__Material to process__
########################################

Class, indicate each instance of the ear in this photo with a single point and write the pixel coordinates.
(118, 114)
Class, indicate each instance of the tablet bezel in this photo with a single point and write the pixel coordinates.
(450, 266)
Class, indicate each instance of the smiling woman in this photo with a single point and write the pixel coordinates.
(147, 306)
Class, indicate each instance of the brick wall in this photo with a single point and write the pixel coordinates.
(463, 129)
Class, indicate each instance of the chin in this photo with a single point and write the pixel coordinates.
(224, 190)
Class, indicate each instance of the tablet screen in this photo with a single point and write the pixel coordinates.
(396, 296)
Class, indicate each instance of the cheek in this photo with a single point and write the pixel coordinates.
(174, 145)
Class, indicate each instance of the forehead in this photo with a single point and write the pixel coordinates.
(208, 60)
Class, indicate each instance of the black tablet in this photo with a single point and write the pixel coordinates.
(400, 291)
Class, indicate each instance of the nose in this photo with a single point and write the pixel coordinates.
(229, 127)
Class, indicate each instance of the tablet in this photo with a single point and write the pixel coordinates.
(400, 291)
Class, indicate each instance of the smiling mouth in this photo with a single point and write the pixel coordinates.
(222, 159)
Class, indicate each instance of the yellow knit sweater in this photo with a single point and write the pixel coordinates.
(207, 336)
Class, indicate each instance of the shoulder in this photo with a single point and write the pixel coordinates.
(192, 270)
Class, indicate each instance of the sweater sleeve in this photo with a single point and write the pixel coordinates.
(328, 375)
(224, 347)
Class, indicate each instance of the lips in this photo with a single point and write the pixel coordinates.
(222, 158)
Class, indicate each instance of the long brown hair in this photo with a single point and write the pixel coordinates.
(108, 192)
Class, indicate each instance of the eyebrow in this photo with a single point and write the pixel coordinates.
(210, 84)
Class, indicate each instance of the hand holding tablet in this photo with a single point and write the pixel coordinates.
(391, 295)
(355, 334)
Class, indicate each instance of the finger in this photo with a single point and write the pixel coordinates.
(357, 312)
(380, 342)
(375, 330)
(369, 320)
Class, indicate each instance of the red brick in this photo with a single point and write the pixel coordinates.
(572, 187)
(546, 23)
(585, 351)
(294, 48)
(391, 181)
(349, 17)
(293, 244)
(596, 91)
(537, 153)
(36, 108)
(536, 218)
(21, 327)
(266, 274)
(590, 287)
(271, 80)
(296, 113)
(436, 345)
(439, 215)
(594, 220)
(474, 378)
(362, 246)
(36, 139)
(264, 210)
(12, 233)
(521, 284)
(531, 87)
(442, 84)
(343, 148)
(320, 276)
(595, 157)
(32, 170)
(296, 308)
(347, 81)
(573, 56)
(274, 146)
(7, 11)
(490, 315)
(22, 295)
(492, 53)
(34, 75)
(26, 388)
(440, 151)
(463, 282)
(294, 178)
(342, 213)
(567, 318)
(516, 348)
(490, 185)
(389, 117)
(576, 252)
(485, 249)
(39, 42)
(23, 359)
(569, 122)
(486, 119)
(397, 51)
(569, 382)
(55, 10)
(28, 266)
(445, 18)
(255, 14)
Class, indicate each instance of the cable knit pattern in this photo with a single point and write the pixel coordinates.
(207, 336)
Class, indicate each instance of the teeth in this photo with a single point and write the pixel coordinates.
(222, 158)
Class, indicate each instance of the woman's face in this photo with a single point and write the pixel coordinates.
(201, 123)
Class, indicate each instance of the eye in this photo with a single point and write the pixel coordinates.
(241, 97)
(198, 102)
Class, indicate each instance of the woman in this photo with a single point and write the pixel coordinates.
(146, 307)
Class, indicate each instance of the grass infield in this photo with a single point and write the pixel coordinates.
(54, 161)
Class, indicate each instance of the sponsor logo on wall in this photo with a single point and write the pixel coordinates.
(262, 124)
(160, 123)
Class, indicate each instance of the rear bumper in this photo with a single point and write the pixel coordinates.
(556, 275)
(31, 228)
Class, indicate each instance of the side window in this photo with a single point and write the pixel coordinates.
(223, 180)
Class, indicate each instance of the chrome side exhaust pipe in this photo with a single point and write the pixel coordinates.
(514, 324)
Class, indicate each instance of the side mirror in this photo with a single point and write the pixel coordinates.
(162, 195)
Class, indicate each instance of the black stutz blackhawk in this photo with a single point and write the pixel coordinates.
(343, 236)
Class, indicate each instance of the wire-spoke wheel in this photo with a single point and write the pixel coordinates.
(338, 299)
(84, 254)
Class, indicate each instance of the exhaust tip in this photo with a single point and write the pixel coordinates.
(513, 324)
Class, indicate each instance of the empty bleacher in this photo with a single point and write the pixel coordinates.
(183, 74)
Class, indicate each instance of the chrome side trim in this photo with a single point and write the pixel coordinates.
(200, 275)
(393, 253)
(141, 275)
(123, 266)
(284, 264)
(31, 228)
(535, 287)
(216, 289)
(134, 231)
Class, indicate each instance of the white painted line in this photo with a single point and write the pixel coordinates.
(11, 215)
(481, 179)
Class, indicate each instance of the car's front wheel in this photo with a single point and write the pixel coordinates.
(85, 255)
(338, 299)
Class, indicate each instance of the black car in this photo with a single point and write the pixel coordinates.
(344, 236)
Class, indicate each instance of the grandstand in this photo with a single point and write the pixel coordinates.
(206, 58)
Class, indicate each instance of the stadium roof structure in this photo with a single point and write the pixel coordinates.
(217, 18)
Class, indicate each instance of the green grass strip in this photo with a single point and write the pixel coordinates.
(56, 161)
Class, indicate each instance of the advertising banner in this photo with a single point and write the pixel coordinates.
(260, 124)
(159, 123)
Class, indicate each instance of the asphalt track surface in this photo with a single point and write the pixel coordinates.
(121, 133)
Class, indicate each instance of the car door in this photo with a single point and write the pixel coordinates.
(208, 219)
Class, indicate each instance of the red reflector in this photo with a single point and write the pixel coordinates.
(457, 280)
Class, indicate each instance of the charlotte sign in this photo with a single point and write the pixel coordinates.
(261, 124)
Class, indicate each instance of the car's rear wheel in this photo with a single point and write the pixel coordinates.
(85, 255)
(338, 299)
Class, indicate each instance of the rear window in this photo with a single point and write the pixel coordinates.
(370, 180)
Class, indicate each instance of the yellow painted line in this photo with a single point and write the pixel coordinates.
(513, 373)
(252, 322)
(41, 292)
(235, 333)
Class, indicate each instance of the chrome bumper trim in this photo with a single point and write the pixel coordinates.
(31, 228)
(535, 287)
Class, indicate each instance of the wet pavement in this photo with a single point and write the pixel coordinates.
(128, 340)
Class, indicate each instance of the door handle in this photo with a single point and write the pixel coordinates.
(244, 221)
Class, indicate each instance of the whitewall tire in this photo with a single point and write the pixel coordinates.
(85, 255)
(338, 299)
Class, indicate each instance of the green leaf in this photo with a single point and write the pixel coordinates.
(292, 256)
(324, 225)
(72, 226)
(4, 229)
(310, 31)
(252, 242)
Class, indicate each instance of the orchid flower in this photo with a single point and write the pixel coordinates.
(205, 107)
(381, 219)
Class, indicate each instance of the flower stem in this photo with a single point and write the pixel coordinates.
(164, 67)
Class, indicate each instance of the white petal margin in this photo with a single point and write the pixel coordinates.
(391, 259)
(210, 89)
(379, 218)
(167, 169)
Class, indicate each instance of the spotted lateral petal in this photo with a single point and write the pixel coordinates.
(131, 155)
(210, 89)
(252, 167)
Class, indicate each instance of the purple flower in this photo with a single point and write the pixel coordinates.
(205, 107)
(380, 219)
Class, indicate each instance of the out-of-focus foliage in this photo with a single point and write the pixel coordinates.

########################################

Please give the full set of data again exactly.

__Solution__
Class, indicate each instance of the ear in this photo with a single point and write the pixel coordinates.
(118, 114)
Class, indicate each instance of the tablet bezel in this photo with a single point and write the pixel coordinates.
(450, 266)
Class, indicate each instance of the smiling woman in this photo with a single point and write the pixel coordinates.
(147, 306)
Class, indicate each instance of the brick wall in this photo with a single point and write the pixel coordinates.
(463, 129)
Class, indicate each instance of the chin in this photo with a single point and write the pixel coordinates.
(224, 190)
Class, indicate each instance of the tablet screen in this photo with a single point and write the pixel coordinates.
(396, 296)
Class, indicate each instance of the cheek in this photo with a single point and write the pixel coordinates.
(174, 145)
Class, indicate each instance of the forehead in this photo with a single point and write the pixel coordinates.
(208, 60)
Class, indicate each instance of the black tablet in this photo with a single point and write the pixel coordinates.
(400, 291)
Class, indicate each instance of the nose in this photo with a single point and write the pixel coordinates.
(229, 127)
Class, indicate each instance of the tablet in this photo with a single point and write the pixel coordinates.
(400, 291)
Class, indicate each instance of the smiling mouth in this photo with a single point and write the pixel coordinates.
(222, 159)
Class, indicate each instance of the yellow knit sweater in this photo with a single point and write the pixel coordinates.
(207, 336)
Class, indicate each instance of the shoulder in this photo with a single point and write the pixel coordinates.
(192, 270)
Class, indicate each instance of the sweater sleeve in this photo with a single point and write the pixel coordinates.
(328, 375)
(224, 347)
Class, indicate each instance of the lips in this photo with a single point and write the pixel coordinates.
(222, 158)
Class, indicate each instance of the long brown hair in this photo with a single point and write the pixel coordinates.
(108, 192)
Class, indicate each instance of the eyebrow in this photo with a single point and write the pixel coordinates.
(210, 84)
Class, indicate each instance of the hand holding tablet in this photo with a single point and write the pixel coordinates.
(391, 295)
(355, 334)
Class, indicate each instance of the finger in this photo with a single point and write the pixel coordinates.
(357, 312)
(380, 342)
(375, 330)
(369, 320)
Class, indicate each instance of the red brick in this photo with a single point and write the pixel coordinates.
(572, 187)
(546, 23)
(585, 351)
(294, 48)
(391, 181)
(349, 17)
(293, 244)
(596, 91)
(537, 153)
(36, 108)
(536, 218)
(21, 327)
(266, 274)
(590, 287)
(271, 80)
(296, 113)
(436, 345)
(439, 215)
(594, 220)
(474, 378)
(362, 246)
(36, 139)
(264, 210)
(12, 233)
(521, 284)
(531, 87)
(442, 84)
(343, 148)
(320, 276)
(595, 157)
(32, 170)
(296, 308)
(347, 81)
(573, 56)
(274, 146)
(7, 11)
(490, 315)
(22, 295)
(492, 53)
(34, 75)
(26, 388)
(440, 151)
(463, 282)
(294, 178)
(342, 213)
(567, 318)
(516, 348)
(490, 185)
(389, 117)
(576, 252)
(485, 249)
(39, 42)
(23, 359)
(569, 122)
(486, 119)
(397, 51)
(569, 382)
(55, 10)
(28, 266)
(445, 18)
(255, 14)
Class, indicate each instance of the cable knit pattern in this photo with a single point and write the pixel coordinates.
(207, 336)
Class, indicate each instance of the teeth in this photo with a single point and write the pixel coordinates.
(222, 158)
Class, indicate each instance of the woman's face in this photo with a single point and write the pixel coordinates.
(201, 123)
Class, indicate each instance of the eye in this photo with a single point and write the pixel coordinates.
(241, 97)
(198, 102)
Class, indicate each instance of the woman in this photo with a single point and write the pixel coordinates.
(146, 307)
Class, indicate each instance of the grass infield in this photo with a single point and write the pixel coordinates.
(54, 161)
Class, indicate each instance of the sponsor logo on wall in this photo with a single point and write the pixel coordinates.
(262, 124)
(160, 123)
Class, indicate each instance of the rear bumper in this photo with a single point and write the pixel coordinates.
(556, 275)
(31, 228)
Class, indicate each instance of the side window in this photo with a single point and write the pixel coordinates.
(223, 180)
Class, indicate each instance of the chrome side exhaust pipe in this photo with a single point and write the pixel coordinates.
(514, 324)
Class, indicate each instance of the side mirror in this photo with a single point and write the pixel coordinates.
(162, 195)
Class, indicate each instance of the black stutz blackhawk in this photo with a single point and write the pixel coordinates.
(343, 236)
Class, indicate each instance of the wire-spoke wheel in this photo with a single point and write the pixel coordinates.
(338, 299)
(84, 254)
Class, indicate each instance of the exhaust tip in this photo with a single point and write the pixel coordinates.
(513, 324)
Class, indicate each instance of the empty bleacher in this photo with a single point and write the pixel coordinates.
(183, 74)
Class, indicate each instance of the chrome side trim in this photo with a single point and write the pixel coordinates.
(200, 275)
(393, 253)
(141, 275)
(123, 266)
(284, 264)
(31, 228)
(535, 287)
(216, 289)
(134, 231)
Class, indicate each instance of the white painted line in this photo with a single point and write the pixel coordinates.
(11, 215)
(481, 179)
Class, indicate each instance of the car's front wheel in this photo with a single point and write the pixel coordinates.
(85, 255)
(338, 299)
Class, indicate each instance of the black car in this photo with a single point and write the pixel coordinates.
(344, 236)
Class, indicate each instance of the grandstand in this photo with a single point and write the pixel coordinates.
(206, 58)
Class, indicate each instance of the stadium roof structure in this photo with a single point and write the pixel coordinates.
(217, 18)
Class, indicate each instance of the green grass strip in this photo with a single point and write the pixel coordinates.
(56, 161)
Class, indicate each instance of the advertising banner in this photo with a single point and write the pixel coordinates.
(260, 124)
(159, 123)
Class, indicate each instance of the asphalt track surface in this photo with a single point and write the pixel coordinates.
(121, 133)
Class, indicate each instance of the car door in this photo with a single point and write the pixel coordinates.
(208, 219)
Class, indicate each instance of the red reflector in this photo with a single point and write the pixel coordinates.
(457, 280)
Class, indicate each instance of the charlotte sign in this photo with a single point and write the pixel coordinates.
(261, 124)
Class, indicate each instance of the car's rear wheel in this photo with a single point and write the pixel coordinates.
(85, 255)
(338, 299)
Class, indicate each instance of the rear window in this photo with a single point and write the pixel coordinates.
(370, 180)
Class, indicate each instance of the yellow painted line in this photo with a single point and write the pixel coordinates.
(513, 373)
(252, 322)
(41, 292)
(235, 333)
Class, indicate each instance of the chrome bumper trim in this photo with a single point and write the pixel coordinates.
(31, 228)
(535, 287)
Class, indicate each instance of the wet pavement in this photo with a single point and write the pixel coordinates.
(128, 340)
Class, indicate each instance of the door handle in this photo with a single point and write the pixel coordinates.
(244, 221)
Class, indicate each instance of the whitewall tire in this photo with a single point and write the pixel coordinates.
(85, 255)
(338, 299)
Class, indicate each instance of the green leaf in this photo with a single point and write the pixel coordinates.
(292, 256)
(324, 225)
(72, 226)
(4, 229)
(310, 31)
(252, 242)
Class, indicate each instance of the orchid flower in this photo with a single point and write the pixel coordinates.
(205, 107)
(381, 219)
Class, indicate each instance of the flower stem in this photo with a single point and write the pixel coordinates.
(164, 67)
Class, indicate each instance of the white petal margin in this photo with a single point and write the pixel coordinates.
(391, 259)
(210, 89)
(379, 218)
(167, 169)
Class, indicate each instance of the spotted lateral petal in this photo with a single point and write the pixel coordinates.
(131, 155)
(210, 89)
(252, 167)
Class, indicate each instance of the purple flower in this photo with a single point and write the pixel coordinates.
(205, 107)
(380, 219)
Class, indicate each instance of the out-of-focus foliage in this photo with a single point and write the pixel coordinates.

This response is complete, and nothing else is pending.